**OBJECTIVE:** Count the lines in the rows below that contain the string "windshield". Reply with the number alone.

Rows of labeled objects with pointing entries:
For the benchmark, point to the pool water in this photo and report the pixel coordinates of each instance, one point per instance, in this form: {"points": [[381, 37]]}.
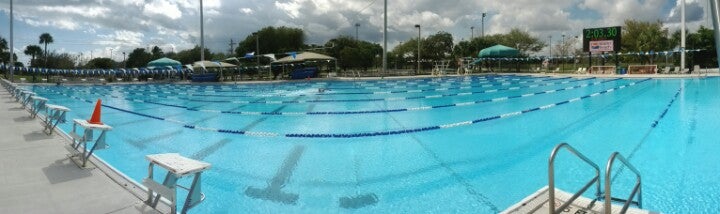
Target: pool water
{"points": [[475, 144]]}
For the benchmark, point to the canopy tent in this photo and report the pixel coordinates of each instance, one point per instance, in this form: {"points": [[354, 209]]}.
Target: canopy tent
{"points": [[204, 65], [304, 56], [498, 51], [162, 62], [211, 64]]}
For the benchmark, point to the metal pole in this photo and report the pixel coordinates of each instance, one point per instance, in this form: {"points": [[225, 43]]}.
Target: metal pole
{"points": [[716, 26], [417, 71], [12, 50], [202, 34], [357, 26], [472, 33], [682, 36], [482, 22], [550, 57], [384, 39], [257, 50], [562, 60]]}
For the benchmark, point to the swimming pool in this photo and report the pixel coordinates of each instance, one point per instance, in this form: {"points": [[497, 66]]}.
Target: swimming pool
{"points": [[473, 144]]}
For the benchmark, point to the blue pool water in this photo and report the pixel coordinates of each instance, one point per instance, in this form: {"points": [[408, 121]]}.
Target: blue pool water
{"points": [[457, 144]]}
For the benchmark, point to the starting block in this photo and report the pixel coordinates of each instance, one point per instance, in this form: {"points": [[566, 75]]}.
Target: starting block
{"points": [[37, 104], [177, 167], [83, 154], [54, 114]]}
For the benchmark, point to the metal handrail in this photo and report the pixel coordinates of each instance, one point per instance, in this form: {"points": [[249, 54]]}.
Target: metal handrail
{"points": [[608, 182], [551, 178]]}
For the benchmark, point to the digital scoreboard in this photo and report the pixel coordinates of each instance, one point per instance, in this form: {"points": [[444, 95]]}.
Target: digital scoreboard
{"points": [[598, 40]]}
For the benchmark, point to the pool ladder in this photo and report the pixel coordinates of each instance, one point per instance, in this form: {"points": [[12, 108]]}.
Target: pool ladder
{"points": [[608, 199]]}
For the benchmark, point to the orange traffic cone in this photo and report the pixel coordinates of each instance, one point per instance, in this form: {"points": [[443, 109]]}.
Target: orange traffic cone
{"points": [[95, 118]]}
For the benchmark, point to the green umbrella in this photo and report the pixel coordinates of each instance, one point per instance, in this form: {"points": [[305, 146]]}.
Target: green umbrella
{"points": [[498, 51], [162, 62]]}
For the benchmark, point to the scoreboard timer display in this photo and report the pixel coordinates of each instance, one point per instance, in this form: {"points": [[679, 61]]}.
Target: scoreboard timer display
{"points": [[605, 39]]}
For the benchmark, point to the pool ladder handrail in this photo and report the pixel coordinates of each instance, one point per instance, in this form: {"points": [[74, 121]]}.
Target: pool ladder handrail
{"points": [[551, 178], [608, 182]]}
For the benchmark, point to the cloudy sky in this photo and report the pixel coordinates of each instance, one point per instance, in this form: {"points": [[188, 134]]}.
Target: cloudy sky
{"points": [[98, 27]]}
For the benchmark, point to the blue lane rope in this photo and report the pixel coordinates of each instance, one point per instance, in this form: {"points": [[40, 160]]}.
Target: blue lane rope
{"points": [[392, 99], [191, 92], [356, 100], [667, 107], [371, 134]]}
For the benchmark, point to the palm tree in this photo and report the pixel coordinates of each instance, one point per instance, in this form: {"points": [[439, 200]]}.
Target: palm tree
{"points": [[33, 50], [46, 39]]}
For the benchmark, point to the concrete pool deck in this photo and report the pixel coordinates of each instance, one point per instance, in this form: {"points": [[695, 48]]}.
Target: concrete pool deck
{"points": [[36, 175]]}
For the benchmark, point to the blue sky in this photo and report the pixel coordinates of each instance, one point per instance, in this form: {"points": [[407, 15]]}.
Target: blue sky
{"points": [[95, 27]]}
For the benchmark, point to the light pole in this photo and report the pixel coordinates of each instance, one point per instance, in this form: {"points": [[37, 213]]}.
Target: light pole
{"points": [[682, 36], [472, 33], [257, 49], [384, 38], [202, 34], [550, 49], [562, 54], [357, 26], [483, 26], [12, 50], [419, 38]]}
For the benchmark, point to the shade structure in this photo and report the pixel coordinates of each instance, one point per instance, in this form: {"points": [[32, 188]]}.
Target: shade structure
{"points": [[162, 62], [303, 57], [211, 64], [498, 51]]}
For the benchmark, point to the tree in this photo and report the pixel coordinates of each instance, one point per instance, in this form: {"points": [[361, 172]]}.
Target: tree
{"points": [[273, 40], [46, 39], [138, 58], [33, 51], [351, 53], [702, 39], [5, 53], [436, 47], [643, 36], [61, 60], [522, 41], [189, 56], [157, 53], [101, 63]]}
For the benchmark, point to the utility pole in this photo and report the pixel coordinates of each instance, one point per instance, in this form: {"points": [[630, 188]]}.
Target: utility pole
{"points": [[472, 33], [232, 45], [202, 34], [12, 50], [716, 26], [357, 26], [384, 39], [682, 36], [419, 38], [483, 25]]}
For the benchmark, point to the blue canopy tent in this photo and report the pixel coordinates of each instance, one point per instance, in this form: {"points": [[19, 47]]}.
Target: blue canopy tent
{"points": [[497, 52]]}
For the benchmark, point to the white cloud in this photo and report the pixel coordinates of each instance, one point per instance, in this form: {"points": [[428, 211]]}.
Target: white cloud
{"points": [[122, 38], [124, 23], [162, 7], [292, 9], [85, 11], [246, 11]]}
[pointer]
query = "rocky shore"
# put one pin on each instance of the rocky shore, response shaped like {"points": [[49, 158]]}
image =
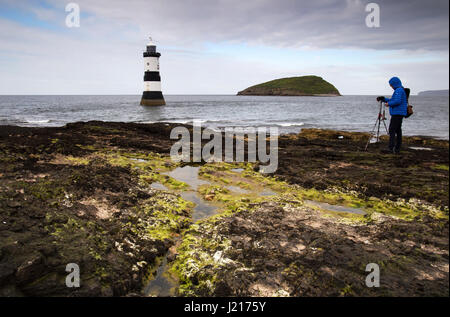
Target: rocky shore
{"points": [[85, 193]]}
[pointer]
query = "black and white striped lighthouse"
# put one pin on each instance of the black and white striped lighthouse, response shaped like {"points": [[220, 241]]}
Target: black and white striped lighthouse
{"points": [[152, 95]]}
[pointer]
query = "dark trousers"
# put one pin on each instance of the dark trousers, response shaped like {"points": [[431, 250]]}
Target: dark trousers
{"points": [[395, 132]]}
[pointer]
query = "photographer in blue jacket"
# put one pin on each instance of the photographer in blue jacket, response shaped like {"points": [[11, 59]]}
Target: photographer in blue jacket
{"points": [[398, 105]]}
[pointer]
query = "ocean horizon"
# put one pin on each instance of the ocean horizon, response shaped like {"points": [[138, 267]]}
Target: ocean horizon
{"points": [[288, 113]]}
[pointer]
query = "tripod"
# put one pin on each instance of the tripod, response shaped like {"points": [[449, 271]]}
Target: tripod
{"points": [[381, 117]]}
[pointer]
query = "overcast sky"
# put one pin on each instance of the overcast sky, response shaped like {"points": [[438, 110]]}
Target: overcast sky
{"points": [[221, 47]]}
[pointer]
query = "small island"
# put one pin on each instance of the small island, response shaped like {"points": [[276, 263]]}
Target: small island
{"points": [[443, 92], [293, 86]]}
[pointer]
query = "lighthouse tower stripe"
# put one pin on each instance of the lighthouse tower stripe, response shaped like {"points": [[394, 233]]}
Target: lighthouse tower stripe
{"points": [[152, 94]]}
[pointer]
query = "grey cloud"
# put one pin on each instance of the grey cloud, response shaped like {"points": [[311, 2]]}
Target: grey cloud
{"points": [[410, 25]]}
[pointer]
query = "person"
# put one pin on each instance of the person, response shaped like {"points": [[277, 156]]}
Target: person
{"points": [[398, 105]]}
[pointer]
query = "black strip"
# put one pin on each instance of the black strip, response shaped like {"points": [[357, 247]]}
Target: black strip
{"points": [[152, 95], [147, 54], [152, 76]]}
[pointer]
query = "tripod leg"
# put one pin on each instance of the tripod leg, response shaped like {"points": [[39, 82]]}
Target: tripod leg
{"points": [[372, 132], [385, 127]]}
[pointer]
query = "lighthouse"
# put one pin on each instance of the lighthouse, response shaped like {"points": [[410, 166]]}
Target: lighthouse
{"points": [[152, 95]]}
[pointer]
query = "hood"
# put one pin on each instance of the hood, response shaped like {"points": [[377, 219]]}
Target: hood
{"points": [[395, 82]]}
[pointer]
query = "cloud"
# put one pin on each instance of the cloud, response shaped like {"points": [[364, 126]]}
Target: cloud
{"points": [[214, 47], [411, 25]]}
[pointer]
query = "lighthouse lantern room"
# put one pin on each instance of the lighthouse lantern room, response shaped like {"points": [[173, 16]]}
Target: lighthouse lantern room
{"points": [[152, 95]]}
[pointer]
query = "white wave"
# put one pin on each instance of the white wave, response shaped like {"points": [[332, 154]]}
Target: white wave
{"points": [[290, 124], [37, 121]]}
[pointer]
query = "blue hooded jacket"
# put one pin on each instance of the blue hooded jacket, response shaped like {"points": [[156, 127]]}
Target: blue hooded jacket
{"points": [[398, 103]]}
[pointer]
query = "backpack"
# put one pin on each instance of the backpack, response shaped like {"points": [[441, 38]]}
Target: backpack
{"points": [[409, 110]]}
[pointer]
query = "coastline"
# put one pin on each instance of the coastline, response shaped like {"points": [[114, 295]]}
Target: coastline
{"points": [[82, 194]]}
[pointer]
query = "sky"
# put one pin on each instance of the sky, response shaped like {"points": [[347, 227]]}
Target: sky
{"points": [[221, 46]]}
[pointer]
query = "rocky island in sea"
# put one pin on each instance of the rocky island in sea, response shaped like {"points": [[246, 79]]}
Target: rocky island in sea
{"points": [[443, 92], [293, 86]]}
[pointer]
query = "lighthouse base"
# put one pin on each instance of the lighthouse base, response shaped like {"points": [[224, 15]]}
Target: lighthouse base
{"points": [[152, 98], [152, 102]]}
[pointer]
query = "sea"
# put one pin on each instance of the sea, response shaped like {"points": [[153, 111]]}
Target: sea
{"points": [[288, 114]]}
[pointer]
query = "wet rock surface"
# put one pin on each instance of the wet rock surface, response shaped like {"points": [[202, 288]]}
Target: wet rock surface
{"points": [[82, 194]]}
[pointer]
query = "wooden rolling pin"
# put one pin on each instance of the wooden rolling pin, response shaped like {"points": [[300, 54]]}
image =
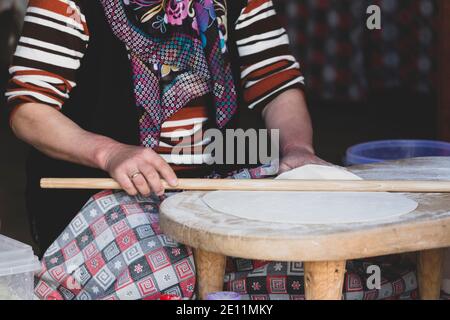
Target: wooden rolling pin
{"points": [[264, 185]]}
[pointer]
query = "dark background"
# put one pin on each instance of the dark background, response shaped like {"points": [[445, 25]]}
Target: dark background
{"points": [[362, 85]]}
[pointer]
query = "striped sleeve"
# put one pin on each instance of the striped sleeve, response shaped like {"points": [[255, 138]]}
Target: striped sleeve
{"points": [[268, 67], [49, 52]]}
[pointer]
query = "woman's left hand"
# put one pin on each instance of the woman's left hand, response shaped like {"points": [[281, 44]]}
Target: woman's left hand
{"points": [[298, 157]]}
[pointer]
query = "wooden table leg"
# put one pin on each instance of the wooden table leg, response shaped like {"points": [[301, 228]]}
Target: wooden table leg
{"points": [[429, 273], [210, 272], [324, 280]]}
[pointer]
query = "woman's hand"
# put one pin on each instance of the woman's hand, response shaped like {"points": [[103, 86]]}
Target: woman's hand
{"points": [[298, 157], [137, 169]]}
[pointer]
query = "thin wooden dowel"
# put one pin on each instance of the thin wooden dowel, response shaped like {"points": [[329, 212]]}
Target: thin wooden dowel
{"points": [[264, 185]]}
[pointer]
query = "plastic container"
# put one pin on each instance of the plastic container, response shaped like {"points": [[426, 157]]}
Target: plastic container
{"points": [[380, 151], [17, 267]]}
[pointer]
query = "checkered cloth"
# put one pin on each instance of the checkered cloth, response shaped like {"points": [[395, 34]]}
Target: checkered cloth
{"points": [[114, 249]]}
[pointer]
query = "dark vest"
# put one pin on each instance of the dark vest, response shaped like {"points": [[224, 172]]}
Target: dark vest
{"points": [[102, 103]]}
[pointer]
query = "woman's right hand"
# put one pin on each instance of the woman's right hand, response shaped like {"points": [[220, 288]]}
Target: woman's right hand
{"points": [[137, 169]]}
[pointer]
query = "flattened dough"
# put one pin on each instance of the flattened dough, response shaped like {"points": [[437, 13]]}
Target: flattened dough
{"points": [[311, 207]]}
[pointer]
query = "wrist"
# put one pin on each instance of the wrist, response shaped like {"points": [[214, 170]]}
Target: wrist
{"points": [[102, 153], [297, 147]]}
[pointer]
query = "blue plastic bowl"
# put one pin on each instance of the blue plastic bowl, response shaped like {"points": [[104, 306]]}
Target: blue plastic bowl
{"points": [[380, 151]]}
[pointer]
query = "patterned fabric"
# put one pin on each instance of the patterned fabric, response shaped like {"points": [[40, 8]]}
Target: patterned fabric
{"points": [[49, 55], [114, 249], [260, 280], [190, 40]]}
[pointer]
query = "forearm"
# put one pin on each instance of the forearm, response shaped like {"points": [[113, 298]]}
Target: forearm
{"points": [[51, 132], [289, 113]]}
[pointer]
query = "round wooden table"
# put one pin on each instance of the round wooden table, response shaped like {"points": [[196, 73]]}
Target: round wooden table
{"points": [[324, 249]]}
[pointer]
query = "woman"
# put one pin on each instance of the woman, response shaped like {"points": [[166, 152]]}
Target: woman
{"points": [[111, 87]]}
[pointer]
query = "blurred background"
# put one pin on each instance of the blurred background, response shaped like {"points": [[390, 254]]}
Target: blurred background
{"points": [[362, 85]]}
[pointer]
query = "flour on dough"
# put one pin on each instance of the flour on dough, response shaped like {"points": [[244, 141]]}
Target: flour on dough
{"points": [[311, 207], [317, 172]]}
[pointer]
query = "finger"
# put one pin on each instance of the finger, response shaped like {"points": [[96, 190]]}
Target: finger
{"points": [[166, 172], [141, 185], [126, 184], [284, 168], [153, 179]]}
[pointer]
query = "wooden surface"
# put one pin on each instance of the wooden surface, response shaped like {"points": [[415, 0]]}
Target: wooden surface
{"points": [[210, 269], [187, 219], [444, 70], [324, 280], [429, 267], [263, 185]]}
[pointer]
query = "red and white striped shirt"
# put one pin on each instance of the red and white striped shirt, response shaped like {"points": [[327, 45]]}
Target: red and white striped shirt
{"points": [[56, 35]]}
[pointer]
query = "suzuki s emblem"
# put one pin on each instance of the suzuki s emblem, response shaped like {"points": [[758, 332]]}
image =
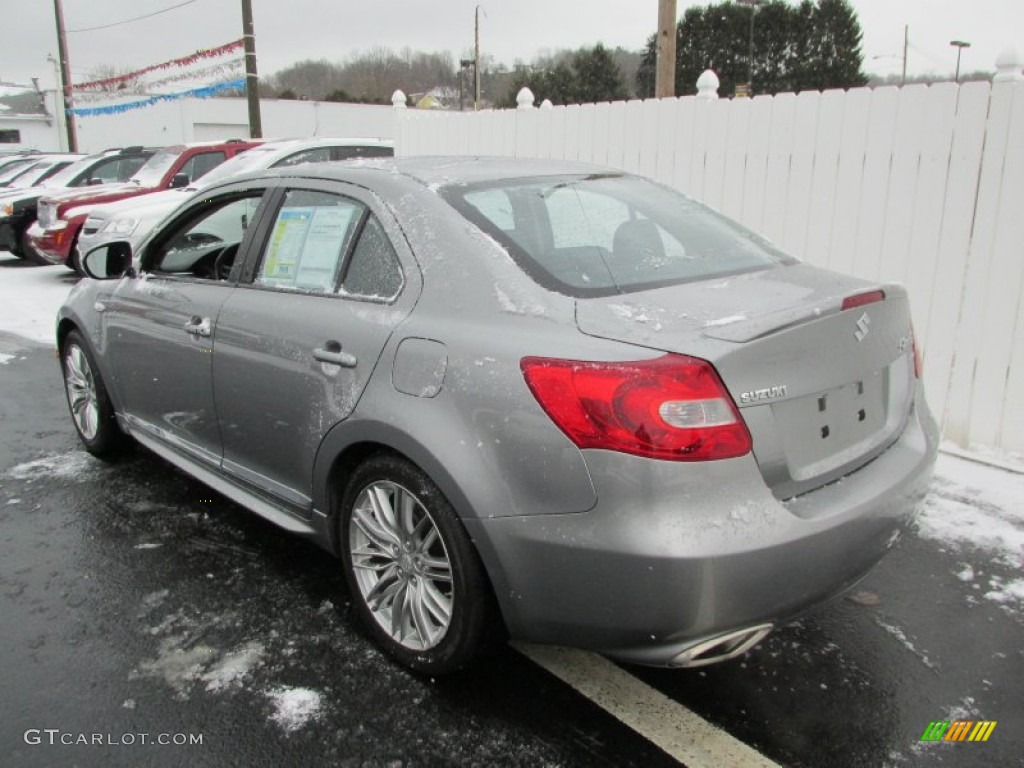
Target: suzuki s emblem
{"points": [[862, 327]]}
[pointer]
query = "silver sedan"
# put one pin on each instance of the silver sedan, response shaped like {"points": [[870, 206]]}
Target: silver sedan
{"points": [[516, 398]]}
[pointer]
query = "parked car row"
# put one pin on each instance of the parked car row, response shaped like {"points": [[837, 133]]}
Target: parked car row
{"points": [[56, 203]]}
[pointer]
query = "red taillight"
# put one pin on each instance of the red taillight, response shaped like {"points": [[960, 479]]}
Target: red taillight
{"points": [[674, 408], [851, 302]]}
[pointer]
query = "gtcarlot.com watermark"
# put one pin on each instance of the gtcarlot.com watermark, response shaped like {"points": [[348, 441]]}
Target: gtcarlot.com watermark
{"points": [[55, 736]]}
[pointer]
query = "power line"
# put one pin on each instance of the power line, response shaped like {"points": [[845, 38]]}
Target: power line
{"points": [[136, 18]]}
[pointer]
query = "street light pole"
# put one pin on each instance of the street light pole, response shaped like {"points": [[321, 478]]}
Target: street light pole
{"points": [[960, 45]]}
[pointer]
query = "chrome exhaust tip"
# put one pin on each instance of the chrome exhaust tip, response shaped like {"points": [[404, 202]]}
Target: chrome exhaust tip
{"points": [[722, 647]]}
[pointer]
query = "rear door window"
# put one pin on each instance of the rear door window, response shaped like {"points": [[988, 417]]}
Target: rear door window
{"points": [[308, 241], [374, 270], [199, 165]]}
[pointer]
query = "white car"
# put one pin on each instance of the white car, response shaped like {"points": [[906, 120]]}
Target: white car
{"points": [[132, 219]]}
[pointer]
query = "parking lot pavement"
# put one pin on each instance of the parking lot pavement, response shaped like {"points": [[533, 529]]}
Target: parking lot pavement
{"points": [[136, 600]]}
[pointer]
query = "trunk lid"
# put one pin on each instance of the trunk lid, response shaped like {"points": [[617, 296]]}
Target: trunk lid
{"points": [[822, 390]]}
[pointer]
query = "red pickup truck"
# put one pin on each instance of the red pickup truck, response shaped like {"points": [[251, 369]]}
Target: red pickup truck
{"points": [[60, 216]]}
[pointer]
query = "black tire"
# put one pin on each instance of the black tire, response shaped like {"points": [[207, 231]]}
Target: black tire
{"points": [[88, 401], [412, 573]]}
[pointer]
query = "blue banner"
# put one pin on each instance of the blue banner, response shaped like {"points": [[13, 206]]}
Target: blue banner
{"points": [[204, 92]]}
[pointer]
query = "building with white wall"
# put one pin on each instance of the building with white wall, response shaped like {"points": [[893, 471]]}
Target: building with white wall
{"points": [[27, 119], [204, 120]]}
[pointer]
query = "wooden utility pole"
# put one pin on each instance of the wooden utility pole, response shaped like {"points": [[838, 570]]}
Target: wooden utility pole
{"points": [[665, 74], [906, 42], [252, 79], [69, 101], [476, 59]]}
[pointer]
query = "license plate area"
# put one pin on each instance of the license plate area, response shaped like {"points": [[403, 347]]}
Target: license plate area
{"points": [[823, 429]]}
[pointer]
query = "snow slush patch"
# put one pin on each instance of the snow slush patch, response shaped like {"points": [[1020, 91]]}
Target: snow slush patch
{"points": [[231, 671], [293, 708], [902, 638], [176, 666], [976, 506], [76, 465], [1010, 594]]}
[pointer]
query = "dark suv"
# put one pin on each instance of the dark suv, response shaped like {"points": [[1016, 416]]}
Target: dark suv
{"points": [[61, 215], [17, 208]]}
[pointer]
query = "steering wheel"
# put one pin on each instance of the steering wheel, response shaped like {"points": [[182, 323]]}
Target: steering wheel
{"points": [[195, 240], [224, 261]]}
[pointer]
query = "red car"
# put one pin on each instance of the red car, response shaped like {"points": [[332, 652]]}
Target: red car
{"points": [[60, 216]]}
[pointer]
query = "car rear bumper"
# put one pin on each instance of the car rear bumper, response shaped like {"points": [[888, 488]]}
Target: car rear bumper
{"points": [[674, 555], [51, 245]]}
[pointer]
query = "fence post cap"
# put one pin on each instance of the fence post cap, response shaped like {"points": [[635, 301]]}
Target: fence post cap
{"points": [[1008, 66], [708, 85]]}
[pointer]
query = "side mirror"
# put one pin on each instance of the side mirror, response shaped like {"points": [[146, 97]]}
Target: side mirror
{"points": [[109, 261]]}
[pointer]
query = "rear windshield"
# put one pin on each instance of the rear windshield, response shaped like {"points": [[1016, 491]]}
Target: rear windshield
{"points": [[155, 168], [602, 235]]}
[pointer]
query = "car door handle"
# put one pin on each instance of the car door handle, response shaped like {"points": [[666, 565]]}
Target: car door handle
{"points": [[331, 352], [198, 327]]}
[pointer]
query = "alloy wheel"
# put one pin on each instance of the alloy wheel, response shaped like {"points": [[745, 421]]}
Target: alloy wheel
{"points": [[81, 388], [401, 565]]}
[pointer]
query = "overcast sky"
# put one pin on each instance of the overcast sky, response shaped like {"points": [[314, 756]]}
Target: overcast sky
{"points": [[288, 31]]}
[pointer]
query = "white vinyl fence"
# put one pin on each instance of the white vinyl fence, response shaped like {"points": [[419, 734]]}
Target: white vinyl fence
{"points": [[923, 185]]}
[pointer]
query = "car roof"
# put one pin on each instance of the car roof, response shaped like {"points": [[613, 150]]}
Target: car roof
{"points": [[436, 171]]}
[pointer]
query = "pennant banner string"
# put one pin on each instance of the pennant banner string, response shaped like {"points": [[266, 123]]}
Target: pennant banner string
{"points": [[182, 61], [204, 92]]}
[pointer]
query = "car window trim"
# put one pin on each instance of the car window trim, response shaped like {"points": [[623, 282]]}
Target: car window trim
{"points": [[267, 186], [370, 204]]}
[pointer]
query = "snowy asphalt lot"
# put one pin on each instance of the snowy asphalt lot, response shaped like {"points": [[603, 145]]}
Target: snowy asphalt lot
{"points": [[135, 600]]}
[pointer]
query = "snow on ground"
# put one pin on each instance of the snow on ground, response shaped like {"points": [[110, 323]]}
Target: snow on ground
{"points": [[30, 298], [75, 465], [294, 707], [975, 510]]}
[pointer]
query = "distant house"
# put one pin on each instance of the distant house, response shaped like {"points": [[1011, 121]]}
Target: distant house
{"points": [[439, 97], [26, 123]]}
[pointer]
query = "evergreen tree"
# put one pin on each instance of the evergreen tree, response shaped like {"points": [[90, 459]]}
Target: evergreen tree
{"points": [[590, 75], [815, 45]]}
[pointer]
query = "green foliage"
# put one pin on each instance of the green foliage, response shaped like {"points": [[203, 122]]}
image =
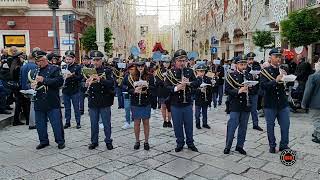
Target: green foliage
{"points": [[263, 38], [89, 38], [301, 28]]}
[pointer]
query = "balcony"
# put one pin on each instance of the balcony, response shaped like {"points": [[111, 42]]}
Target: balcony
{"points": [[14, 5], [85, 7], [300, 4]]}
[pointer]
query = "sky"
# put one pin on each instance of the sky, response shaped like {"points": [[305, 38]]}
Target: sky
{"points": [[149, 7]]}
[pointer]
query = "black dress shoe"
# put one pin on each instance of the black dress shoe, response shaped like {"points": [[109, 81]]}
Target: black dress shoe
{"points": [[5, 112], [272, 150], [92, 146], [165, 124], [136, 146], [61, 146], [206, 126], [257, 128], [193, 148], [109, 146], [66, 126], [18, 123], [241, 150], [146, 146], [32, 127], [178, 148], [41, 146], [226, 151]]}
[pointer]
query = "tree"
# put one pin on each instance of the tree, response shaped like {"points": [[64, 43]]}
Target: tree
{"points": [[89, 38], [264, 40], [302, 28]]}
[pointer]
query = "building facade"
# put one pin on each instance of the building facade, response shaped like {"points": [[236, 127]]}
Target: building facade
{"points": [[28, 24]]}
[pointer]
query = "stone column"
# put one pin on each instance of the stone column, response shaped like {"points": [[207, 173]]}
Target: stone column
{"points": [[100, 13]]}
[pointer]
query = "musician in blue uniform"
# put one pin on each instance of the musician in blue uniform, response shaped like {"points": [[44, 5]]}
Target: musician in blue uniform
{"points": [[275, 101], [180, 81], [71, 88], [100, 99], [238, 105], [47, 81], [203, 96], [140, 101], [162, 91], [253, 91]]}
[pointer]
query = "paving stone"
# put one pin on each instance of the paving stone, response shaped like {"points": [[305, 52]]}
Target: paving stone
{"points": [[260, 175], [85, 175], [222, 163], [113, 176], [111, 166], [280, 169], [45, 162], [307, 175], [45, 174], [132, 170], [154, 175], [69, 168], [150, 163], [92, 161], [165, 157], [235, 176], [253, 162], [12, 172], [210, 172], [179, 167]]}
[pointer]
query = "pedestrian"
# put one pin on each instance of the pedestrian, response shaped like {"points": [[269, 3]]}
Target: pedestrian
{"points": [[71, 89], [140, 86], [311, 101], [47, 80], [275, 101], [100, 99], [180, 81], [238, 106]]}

**RESULT OF THE EXERCISE:** 3